- **Exercise brief**:
Copy out each line below that contains the word "dark".

- **Data for this task**:

#####

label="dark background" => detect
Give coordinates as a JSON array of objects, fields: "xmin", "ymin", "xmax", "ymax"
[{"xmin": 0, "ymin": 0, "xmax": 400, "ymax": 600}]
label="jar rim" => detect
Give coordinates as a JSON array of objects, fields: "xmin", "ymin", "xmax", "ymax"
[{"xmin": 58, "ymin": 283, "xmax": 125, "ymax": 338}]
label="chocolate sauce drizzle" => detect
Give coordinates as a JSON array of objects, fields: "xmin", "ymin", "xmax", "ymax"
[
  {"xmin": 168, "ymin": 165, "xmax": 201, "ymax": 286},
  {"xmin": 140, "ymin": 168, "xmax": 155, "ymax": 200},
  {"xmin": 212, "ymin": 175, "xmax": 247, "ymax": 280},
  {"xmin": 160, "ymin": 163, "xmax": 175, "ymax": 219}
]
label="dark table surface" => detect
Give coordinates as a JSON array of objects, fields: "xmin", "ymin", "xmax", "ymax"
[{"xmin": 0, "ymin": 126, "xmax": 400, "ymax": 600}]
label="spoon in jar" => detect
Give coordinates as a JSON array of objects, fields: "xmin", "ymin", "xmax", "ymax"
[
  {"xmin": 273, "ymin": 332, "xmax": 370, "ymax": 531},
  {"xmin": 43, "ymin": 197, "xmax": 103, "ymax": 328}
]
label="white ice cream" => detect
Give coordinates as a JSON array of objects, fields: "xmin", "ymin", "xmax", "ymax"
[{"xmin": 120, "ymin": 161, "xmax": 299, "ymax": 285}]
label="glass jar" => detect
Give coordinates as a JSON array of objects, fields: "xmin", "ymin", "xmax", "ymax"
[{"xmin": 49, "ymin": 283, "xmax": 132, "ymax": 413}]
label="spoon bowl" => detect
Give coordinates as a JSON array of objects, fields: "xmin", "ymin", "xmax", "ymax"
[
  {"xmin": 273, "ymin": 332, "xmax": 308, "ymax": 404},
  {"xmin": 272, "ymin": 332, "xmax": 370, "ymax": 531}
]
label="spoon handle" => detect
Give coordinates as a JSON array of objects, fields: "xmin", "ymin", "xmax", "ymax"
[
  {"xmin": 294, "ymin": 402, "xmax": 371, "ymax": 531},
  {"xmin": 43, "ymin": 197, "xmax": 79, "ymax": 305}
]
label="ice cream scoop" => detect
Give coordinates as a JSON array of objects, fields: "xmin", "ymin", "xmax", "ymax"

#####

- **Exercise answer**:
label="dark background" => detect
label="dark table surface" => detect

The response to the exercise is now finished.